**Passage**
● ● ● ●
Sep 20, 2023

Analyze The Titanic Disaster With C# And MLNET

The sinking of the RMS Titanic is one of the most infamous shipwrecks in history. On April 15, 1912, during her maiden voyage, the Titanic sank after colliding with an iceberg, killing 1502 out of 2224 passengers and crew. This sensational tragedy shocked the international community and led to better safety regulations for ships.

One of the reasons that the shipwreck led to such loss of life was that there were not enough lifeboats for the passengers and crew. Although there was some element of luck involved in surviving the sinking, some groups of people were more likely to survive than others, such as women, children, and the upper-class.

In this article, I’ll show you how to analyze what sorts of people were likely to survive. I’m going to build a C# machine learning app with MLNET and NET Core to predict which passengers survived the tragedy.

MLNET is Microsoft’s new machine learning library. It can run linear regression, logistic classification, clustering, deep learning, and many other machine learning algorithms.

And NET Core is the Microsoft multi-platform NET Framework that runs on Windows, OS/X, and Linux. It’s the future of cross-platform NET development.

The first thing I need for my app is a data file with the Titanic passenger manifest and a label indicating which passengers survived the disaster. I will use the famous Kaggle Titanic Dataset which has data for 893 passengers.

The training data file looks like this:

It’s a CSV file with 12 columns of information:

The passenger identifier
The label column containing ‘1’ if the passenger survived and ‘0’ if the passenger perished
The class of travel (1–3)
The name of the passenger
The gender of the passenger (‘male’ or ‘female’)
The age of the passenger, or ‘0’ if the age is unknown
The number of siblings and/or spouses aboard
The number of parents and/or children aboard
The ticket number
The fare paid
The cabin number
The port in which the passenger embarked

The second column is the label: 0 means the passenger perished, and 1 means the passenger survived. All other columns are input data from the passenger manifest.

I will build a binary classification machine learning model that reads in all columns, and then makes a prediction for each passenger if he or she survived.

Let’s get started. Here’s how to set up a new console project in NET Core:

$ dotnet new console -o Titanic
$ cd Titanic

Next, I need to install NuGet packages:

$ dotnet add package Microsoft.ML
$ dotnet add package BetterConsoleTables

Microsoft.ML is the main MLNET library, and BetterConsoleTables is a library that lets me output nice-looking tables to the console.

Now I’m ready to start coding. I will start by loading the training data in memory.

I will modify the Program.cs file like this:

/// <summary>
/// The main program class.
/// </summary>
public class Program
{
    // filenames for training and test data
    private static string trainingDataPath = Path.Combine(Environment.CurrentDirectory, "train_data.csv");
    private static string testDataPath = Path.Combine(Environment.CurrentDirectory, "test_data.csv");

    /// <summary>
    /// The main application entry point.
● ● ● ●
**Given material**
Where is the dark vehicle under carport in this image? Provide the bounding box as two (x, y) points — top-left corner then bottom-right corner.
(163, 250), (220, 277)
● ● ● ●
**Problems to work on**
• A. Reproduce the part of the Titanic tutorial starting with "Next, I need" and going on through "main program class.".
• B. According to the Titanic tutorial, how many passengers does the Kaggle Titanic Dataset have data for?
• C. Extend the Titanic tutorial from its final line onward.
The material has no connection to the Titanic tutorial.

**Answers to each task**
• A.
Next, I need to install NuGet packages:

$ dotnet add package Microsoft.ML
$ dotnet add package BetterConsoleTables

Microsoft.ML is the main MLNET library, and BetterConsoleTables is a library that lets me output nice-looking tables to the console.

Now I’m ready to start coding. I will start by loading the training data in memory.

I will modify the Program.cs file like this:

/// <summary>
/// The main program class.

• B. 893 passengers.

• C.
    /// </summary>
    /// <param name="args">The command line arguments.</param>
    public static void Main(string[] args)
    {
        // set up a machine learning context
        var mlContext = new MLContext();

        // set up a text loader
        var textLoader = mlContext.Data.CreateTextLoader(
            new TextLoader.Options() 
            {
                Separators = new[] { ',' },
                HasHeader = true,
                AllowQuoting = true,
                Columns = new[] 
                {
                    new TextLoader.Column("Label", DataKind.Boolean, 1),
                    new TextLoader.Column("Pclass", DataKind.Single, 2),
                    new TextLoader.Column("Name", DataKind.String, 3),
                    new TextLoader.Column("Sex", DataKind.String, 4),
                    new TextLoader.Column("RawAge", DataKind.String, 5),  // <-- not a float!
                    new TextLoader.Column("SibSp", DataKind.Single, 6),
                    new TextLoader.Column("Parch", DataKind.Single, 7),
                    new TextLoader.Column("Ticket", DataKind.String, 8),
                    new TextLoader.Column("Fare", DataKind.Single, 9),
                    new TextLoader.Column("Cabin", DataKind.String, 10),
                    new TextLoader.Column("Embarked", DataKind.String, 11)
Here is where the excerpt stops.